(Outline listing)
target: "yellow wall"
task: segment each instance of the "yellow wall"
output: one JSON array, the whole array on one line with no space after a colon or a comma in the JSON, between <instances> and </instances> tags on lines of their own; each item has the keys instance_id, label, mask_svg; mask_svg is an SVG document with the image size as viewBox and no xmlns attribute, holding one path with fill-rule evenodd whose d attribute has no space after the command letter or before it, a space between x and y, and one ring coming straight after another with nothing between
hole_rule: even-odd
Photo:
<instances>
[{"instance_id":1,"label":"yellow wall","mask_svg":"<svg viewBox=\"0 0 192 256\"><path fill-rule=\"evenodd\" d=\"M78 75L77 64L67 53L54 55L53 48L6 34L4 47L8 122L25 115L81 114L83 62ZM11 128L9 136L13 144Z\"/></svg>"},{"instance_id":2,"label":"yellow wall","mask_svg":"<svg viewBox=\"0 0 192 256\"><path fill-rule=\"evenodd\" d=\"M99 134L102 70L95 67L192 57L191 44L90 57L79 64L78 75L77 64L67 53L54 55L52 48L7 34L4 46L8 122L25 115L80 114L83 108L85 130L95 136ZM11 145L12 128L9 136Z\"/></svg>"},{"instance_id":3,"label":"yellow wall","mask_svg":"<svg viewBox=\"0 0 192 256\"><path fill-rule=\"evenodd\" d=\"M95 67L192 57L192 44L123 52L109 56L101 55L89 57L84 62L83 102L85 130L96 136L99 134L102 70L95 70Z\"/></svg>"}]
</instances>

* _Problem details_:
Copy the listing from its first line through the line containing "task: segment each", keeping every character the same.

* _Answer for this exercise_:
target: "yellow wall"
task: segment each instance of the "yellow wall"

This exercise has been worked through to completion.